* _Provided entries_:

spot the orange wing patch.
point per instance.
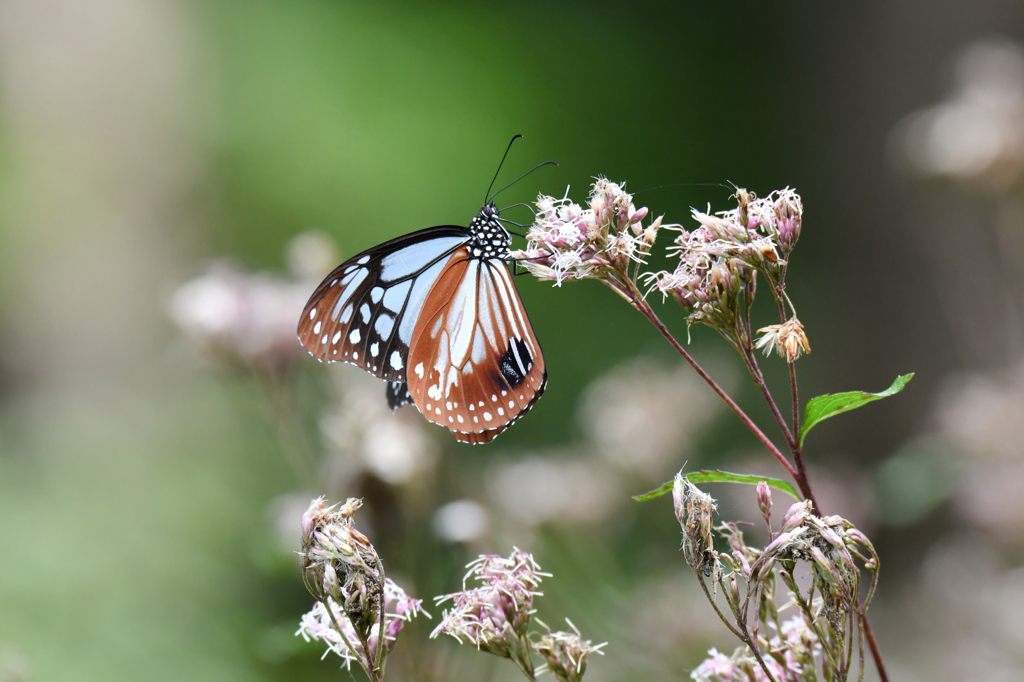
* * *
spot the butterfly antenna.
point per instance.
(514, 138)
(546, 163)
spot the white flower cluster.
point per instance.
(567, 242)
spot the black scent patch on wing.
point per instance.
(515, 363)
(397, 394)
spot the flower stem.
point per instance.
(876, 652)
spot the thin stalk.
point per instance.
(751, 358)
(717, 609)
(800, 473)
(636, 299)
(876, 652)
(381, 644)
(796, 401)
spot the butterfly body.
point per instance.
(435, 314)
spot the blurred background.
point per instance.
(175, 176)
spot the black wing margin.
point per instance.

* _Stated exercise_:
Pull out every line in the rows above that contains the word "butterfly", copying each one in full.

* _Task result_:
spot the butterfly antenna.
spot the butterfly body.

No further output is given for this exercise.